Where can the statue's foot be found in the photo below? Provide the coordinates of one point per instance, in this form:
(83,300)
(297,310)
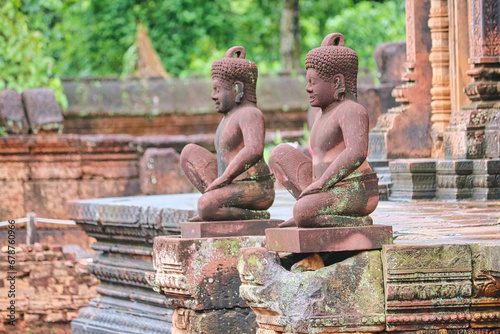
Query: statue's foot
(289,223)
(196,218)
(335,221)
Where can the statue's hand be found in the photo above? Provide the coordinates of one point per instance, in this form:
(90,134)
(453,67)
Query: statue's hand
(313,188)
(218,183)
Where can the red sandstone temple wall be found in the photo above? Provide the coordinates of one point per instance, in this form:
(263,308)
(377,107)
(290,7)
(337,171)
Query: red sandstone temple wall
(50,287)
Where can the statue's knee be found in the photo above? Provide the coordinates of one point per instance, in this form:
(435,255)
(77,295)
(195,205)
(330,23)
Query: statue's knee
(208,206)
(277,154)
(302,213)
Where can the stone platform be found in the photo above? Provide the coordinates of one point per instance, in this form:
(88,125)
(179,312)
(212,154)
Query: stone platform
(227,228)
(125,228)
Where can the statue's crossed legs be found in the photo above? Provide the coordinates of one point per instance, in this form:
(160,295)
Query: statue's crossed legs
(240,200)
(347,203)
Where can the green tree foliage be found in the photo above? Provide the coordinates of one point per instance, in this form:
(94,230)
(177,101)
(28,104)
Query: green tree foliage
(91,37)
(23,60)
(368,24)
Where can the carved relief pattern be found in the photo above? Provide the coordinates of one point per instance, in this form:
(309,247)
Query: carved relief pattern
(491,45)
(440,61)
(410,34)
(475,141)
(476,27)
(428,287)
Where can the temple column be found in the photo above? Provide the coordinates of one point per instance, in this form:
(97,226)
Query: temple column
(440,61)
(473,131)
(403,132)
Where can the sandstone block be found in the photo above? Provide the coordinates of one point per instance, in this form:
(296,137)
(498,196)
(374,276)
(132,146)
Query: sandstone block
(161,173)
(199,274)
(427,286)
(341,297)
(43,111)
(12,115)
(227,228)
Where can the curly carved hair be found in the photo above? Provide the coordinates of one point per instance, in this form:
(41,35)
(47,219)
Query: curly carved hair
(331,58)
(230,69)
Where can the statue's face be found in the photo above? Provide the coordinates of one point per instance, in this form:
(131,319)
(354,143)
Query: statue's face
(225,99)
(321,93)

• • •

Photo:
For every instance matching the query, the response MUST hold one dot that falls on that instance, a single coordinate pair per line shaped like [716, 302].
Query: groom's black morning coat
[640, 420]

• • •

Problem description: Every line in the entries above that mentions the word "coordinates" must be shown.

Output below:
Where can the statue's foot be found in the photo below? Provide the coordinates of one point per instance, in this form:
Where can the statue's hand be found in the photo above? Provide the coordinates of one point per instance, in this form:
Where can the red sandstone temple wall be found in the photo above? Provide the coordinates of one point per instance, in this form:
Where can the statue's knee be found in the photo above? Provide the coordinates of one point per instance, in this form:
Where can the stone platform be found in the photo above? Provide the coordinates of one point per instance, in this form:
Where can the statue's crossed legs be found in the photo above? Provide the coordinates of one point per instance, in this form:
Where can the green tree foliage be found in the photo above? Provide the coordinates of one point per instance, in this form:
Where can the carved relief pattern be found in the photo above? Provide the coordinates of one point per instance, in this form:
Where can the temple column be found in the photo above? Provide the coordinates of one point per instance, in this form:
Where can the sandstone block be found in the photo above? Provide the coordinates of one point per instance, in this form:
Where can the curly carved hair be found in the photo above? Provide the coordinates of one point per instance, in this form:
Where can the statue's face be found in the photo above? Provide the coordinates of one point per instance, in this form:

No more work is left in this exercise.